## WRITTEN PROBLEM:
Present every one of the items below as a Markdown table with two columns: No., holding a running row number, and Entry, holding the line itself. Leave out any blank lines.
%%
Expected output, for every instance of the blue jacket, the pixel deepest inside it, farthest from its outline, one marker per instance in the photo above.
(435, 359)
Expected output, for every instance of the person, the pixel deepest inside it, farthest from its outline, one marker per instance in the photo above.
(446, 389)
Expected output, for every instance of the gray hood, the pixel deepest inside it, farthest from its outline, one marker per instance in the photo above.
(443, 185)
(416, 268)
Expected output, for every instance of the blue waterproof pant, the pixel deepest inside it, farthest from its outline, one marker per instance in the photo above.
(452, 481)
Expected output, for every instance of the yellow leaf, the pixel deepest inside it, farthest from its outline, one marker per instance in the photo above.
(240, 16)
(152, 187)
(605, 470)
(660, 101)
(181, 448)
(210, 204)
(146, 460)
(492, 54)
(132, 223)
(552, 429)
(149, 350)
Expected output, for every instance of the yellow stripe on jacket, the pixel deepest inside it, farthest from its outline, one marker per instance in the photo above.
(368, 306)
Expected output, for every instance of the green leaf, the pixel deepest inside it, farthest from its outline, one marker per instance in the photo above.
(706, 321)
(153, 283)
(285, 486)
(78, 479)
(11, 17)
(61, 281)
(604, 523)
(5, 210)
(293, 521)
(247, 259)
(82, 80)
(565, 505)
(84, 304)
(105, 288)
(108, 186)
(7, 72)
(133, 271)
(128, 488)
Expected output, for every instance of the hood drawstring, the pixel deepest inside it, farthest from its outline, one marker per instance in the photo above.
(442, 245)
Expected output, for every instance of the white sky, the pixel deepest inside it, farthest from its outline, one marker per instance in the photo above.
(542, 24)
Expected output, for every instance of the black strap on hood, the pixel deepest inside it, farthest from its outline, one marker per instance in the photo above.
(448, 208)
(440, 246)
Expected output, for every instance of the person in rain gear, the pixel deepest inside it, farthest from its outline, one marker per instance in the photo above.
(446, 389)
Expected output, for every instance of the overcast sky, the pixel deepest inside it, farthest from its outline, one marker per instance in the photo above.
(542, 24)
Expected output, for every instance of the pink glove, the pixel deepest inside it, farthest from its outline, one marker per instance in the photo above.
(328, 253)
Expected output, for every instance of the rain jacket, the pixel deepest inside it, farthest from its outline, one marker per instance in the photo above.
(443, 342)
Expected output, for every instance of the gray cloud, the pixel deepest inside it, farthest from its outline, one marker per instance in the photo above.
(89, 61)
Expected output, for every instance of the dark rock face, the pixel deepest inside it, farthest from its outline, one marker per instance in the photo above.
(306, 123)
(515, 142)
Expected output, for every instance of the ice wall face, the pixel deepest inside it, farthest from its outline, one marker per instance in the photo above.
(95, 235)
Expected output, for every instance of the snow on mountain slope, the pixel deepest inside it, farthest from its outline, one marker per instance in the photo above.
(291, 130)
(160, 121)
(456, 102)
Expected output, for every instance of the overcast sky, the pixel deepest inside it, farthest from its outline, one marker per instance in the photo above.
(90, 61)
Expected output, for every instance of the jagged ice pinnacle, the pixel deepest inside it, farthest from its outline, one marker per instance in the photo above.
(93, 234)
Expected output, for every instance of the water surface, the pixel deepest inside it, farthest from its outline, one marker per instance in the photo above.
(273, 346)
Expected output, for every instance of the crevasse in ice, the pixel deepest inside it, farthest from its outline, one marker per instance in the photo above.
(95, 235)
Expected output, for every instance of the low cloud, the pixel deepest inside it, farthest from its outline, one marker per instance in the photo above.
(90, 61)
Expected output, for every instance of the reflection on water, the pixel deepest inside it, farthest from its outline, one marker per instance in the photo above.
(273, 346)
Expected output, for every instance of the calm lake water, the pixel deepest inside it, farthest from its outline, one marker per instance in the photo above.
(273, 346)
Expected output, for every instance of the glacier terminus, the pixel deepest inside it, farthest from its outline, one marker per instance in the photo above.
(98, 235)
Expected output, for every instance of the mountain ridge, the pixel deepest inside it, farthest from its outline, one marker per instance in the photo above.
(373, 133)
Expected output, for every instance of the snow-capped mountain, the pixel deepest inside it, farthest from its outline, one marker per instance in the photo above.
%%
## RESULT OF THE EXERCISE:
| No. | Entry |
|---|---|
| 1 | Expected output, for every instance of the blue jacket, the pixel deepest inside it, farthest from its outline, one marker per instance in the photo above. |
| 2 | (435, 359) |
| 3 | Expected output, for every instance of the person, the pixel deepest inside it, farthest from its outline, one marker per instance in the photo above. |
| 4 | (446, 389) |
| 5 | Expected output, for every instance of the gray hood, the pixel deepest inside it, farthest from its outline, one marker per instance in the photo above. |
| 6 | (443, 185) |
| 7 | (416, 268) |
| 8 | Expected output, for every instance of the blue waterproof pant, the pixel deepest inside it, farthest from its outline, one marker per instance in the photo above. |
| 9 | (452, 481) |
| 10 | Expected output, for every instance of the yellow leaf, the pixel deepest inside it, farthest from its outline, one marker per instance in the photo above. |
| 11 | (240, 16) |
| 12 | (152, 187) |
| 13 | (605, 470) |
| 14 | (660, 101) |
| 15 | (181, 448) |
| 16 | (210, 204) |
| 17 | (146, 460) |
| 18 | (492, 54) |
| 19 | (132, 223) |
| 20 | (552, 429) |
| 21 | (149, 350) |
| 22 | Expected output, for every instance of the yellow stripe on jacket, the pixel deepest inside it, farthest from its outline, one marker per instance in the photo above. |
| 23 | (368, 306) |
| 24 | Expected output, for every instance of the green leaf, the pixel deepest inside it, farthest from its outline, one marker per instance in the photo above. |
| 25 | (706, 321) |
| 26 | (153, 283) |
| 27 | (285, 486) |
| 28 | (78, 479) |
| 29 | (11, 17) |
| 30 | (61, 281) |
| 31 | (604, 523) |
| 32 | (5, 210) |
| 33 | (293, 521) |
| 34 | (247, 259) |
| 35 | (82, 80) |
| 36 | (565, 505) |
| 37 | (84, 304) |
| 38 | (105, 288) |
| 39 | (108, 186) |
| 40 | (7, 72) |
| 41 | (133, 271) |
| 42 | (128, 488) |
| 43 | Expected output, for every instance of the hood drawstring, the pixel deepest inside it, farthest from its outline, one marker per instance in the photo above. |
| 44 | (442, 245) |
| 45 | Expected output, for every instance of the white sky, the pixel deepest inside it, farthest from its outline, one marker per instance in the photo above. |
| 46 | (542, 24) |
| 47 | Expected output, for every instance of the black strap on hood, the pixel deepest inside it, farthest from its outline, one marker per instance in the photo above. |
| 48 | (448, 208) |
| 49 | (440, 246) |
| 50 | Expected output, for every instance of the person in rain gear, the pixel deepest inside it, farthest from its outline, one marker per instance in the photo above. |
| 51 | (446, 389) |
| 52 | Expected output, for every instance of the overcast sky, the pixel deepest inside it, farthest from its outline, one marker per instance in the photo above. |
| 53 | (542, 24) |
| 54 | Expected output, for every instance of the pink glove, the pixel deepest inside it, farthest from its outline, one marker per instance in the photo above. |
| 55 | (328, 253) |
| 56 | Expected output, for every instance of the rain jacket, the pixel deepest inside it, farthest from its outline, one marker per instance in the photo above. |
| 57 | (443, 342) |
| 58 | Expected output, for every instance of the gray cloud, the pixel deepest inside it, farthest from its outline, one marker per instance in the photo above. |
| 59 | (89, 61) |
| 60 | Expected output, for every instance of the dark rock face, the pixel deepest inside it, farthest from its outline, one marker per instance in the photo above. |
| 61 | (306, 123) |
| 62 | (515, 142) |
| 63 | Expected output, for every instance of the ice wall face, the pixel deepest inside it, farthest from its outline, one marker per instance in the photo above. |
| 64 | (95, 235) |
| 65 | Expected output, for every instance of the snow on mountain slope, the pixel deepest inside it, farthest from its outline, one marker per instance in the photo above. |
| 66 | (291, 130) |
| 67 | (160, 121) |
| 68 | (456, 102) |
| 69 | Expected output, for every instance of the overcast sky, the pixel deepest inside it, farthest from its outline, one marker per instance in the photo above. |
| 70 | (90, 61) |
| 71 | Expected output, for every instance of the jagged ice pinnacle, the pixel deepest inside it, farthest from its outline, one marker per instance in the photo above. |
| 72 | (93, 234) |
| 73 | Expected output, for every instance of the water surface, the pixel deepest inside it, farthest from its outline, one marker per instance in the photo above. |
| 74 | (273, 346) |
| 75 | Expected output, for every instance of the crevasse in ice, the pixel deepest inside it, farthest from its outline, one marker per instance in the photo above. |
| 76 | (95, 235) |
| 77 | Expected output, for every instance of the low cloud, the pixel deepest inside it, farthest from its outline, one marker per instance in the photo above. |
| 78 | (90, 61) |
| 79 | Expected output, for every instance of the reflection on water, the pixel deepest inside it, farthest from its outline, one marker per instance in the photo above. |
| 80 | (273, 346) |
| 81 | Expected output, for every instance of the calm lake water, the pixel deepest inside it, farthest from its outline, one marker per instance in the photo above. |
| 82 | (273, 346) |
| 83 | Expected output, for every instance of the glacier terminus, the pixel deepest inside it, farthest from its outline, one marker per instance in the photo above. |
| 84 | (98, 235) |
| 85 | Expected output, for every instance of the mountain ridge, the pixel deepest inside it, farthest from its outline, one marker per instance in the photo above. |
| 86 | (373, 133) |
| 87 | Expected output, for every instance of the snow-capped mountain, the pixel deepest inside it, farthest from its outline, one marker per instance in the photo above. |